(RECORDS SUPPLIED begins)

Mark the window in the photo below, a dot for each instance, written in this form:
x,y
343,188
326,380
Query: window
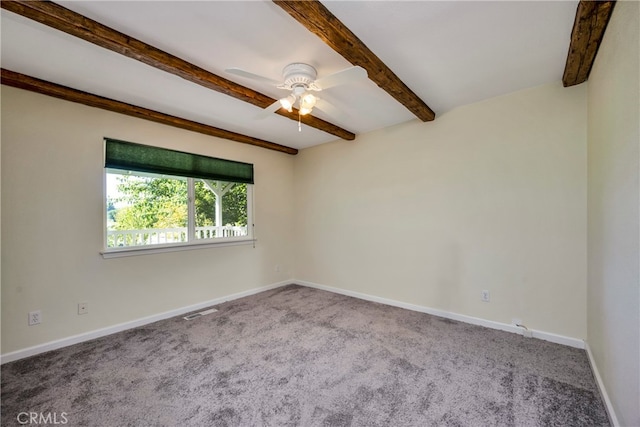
x,y
159,198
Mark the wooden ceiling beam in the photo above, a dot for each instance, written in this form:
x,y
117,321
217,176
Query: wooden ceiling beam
x,y
589,26
65,20
320,21
22,81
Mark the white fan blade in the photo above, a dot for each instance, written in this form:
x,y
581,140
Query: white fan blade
x,y
243,73
269,110
345,76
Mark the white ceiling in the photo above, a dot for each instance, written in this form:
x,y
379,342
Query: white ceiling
x,y
450,53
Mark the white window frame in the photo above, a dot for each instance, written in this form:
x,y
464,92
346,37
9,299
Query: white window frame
x,y
192,243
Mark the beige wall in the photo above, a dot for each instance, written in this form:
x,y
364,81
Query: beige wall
x,y
489,196
614,218
52,223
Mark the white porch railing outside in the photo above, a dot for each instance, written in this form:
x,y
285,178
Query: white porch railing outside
x,y
155,236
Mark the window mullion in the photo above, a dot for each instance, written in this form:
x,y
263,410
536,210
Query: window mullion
x,y
191,210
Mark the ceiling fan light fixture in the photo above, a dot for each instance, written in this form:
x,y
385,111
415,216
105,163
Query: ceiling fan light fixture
x,y
287,103
307,102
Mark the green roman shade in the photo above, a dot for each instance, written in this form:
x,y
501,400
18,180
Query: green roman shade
x,y
144,158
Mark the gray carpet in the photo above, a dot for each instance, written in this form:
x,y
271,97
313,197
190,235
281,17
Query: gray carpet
x,y
297,356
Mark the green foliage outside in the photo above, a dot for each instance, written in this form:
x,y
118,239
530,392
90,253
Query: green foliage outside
x,y
162,203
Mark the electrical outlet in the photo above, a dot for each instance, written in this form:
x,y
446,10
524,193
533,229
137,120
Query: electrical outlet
x,y
35,317
83,308
485,296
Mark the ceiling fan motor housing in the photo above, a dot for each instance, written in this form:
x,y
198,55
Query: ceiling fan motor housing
x,y
298,74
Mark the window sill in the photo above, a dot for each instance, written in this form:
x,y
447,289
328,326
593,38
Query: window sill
x,y
134,251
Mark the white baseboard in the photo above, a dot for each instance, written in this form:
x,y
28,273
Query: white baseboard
x,y
603,391
86,336
547,336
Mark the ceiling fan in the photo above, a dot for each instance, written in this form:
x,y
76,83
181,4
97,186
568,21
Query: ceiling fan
x,y
300,79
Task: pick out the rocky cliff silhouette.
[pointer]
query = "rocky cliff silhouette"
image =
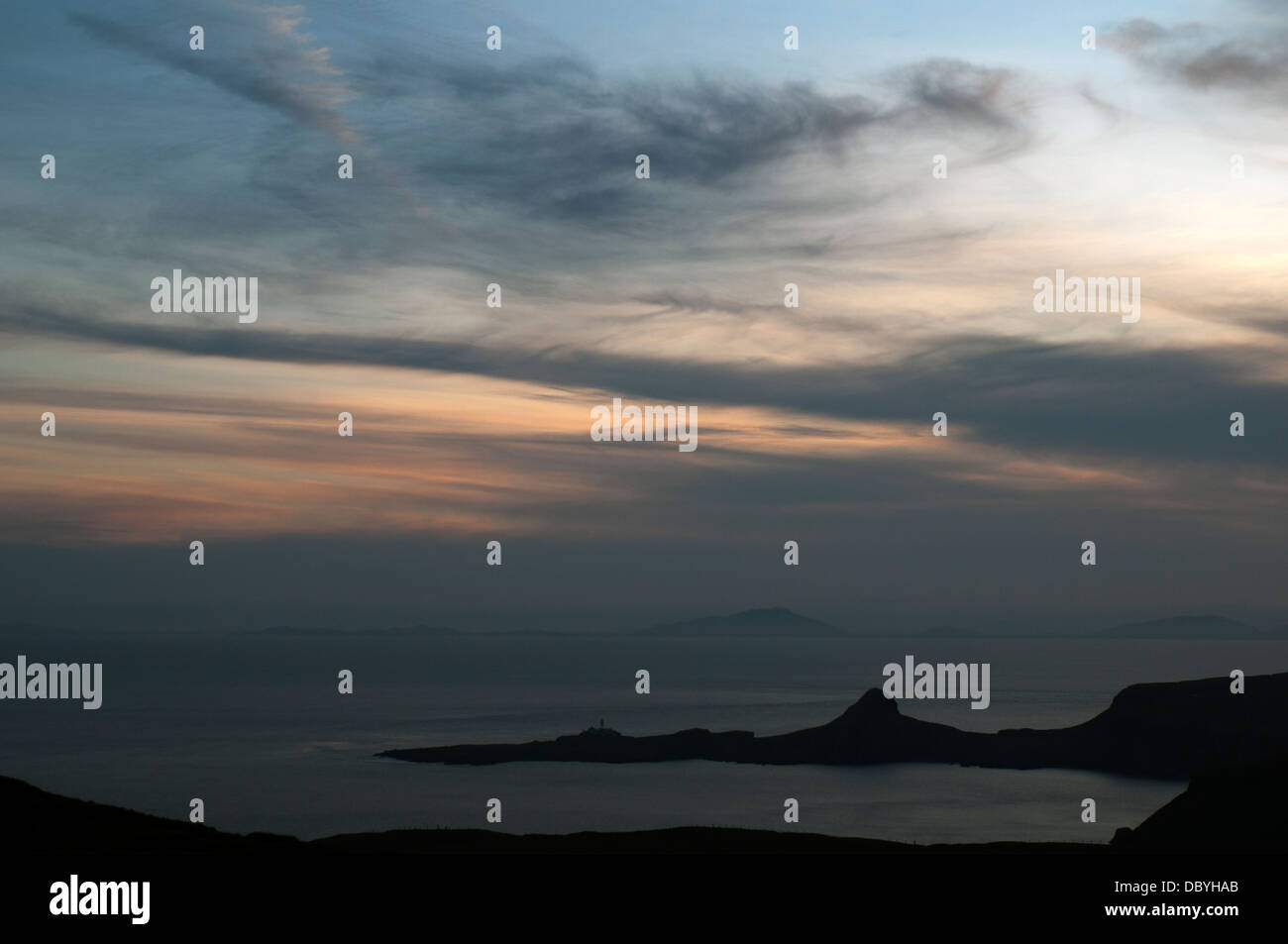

(RECORDS SUPPLIED ends)

● TASK GOAL
Please write out all of the material above without changing a word, and omit any pictures.

● RESPONSE AREA
Mark the window in the photo below, a dot for each instance, written in this form:
x,y
343,188
326,380
Query: window
x,y
159,198
Mark the wooden ceiling beam in the photo above, a dot for each instance, written in this form:
x,y
117,321
217,176
Query: wooden ceiling beam
x,y
589,26
65,20
320,21
22,81
Mark the white fan blade in the photo above, a dot for each instance, written in this form:
x,y
581,140
Query: white fan blade
x,y
243,73
269,110
345,76
Mark the white ceiling in the photo above, a dot for each instance, written in this form:
x,y
379,342
Query: white ceiling
x,y
450,53
Mark the white window frame in the photo above, a dot for each instance, written in this form:
x,y
464,92
346,37
9,299
Query: white window frame
x,y
192,243
Mark the beige wall in the photo above, a dot for each instance, written in this form:
x,y
364,81
Query: beige wall
x,y
489,196
614,218
52,223
Mark the white porch railing outside in the photo above, a dot for each instance, written in this form:
x,y
285,178
Query: white porch railing outside
x,y
155,236
Mark the window mullion in the photo above, a dot for each instance, written in this form:
x,y
263,410
536,210
Query: window mullion
x,y
191,210
Mark the ceiling fan light fixture in the photo above, a dot for each instance, written in this form:
x,y
385,111
415,216
105,163
Query: ceiling fan light fixture
x,y
287,103
307,102
Mark the green roman shade in the photo above, a dot for each instance, written in this form:
x,y
501,400
18,180
Query: green roman shade
x,y
144,158
Mark the gray carpet in the photo above, a dot for each instance, written in this form:
x,y
271,97
313,197
190,235
281,17
Query: gray carpet
x,y
297,356
Mark the green foliage outside in the photo above, a dot for each instance, written in this form:
x,y
118,239
530,392
90,253
Query: green foliage outside
x,y
162,203
Mark the electrical outlet in the photo above, a dot for each instance, written in this form:
x,y
446,10
524,193
533,229
137,120
Query: electrical outlet
x,y
35,317
83,308
485,296
Mark the ceiling fan motor housing in the photo above, a dot for each instance, written in this form:
x,y
198,55
Query: ceiling fan motor housing
x,y
298,74
Mark the window sill in the photo above, a dot for each instance, written in this form:
x,y
447,289
328,326
593,38
Query: window sill
x,y
134,251
Mark the white baseboard in the photo above, a dot for each instance, written in this form:
x,y
28,273
Query: white baseboard
x,y
603,391
86,336
547,336
Mark the ceiling fan in the photo above, a dot for each instance, written in this form:
x,y
76,83
181,4
97,186
568,21
Query: ceiling fan
x,y
300,79
Task: pick out the rocky cliff silhouette.
[pointer]
query = "rocky cliff silhouette"
image =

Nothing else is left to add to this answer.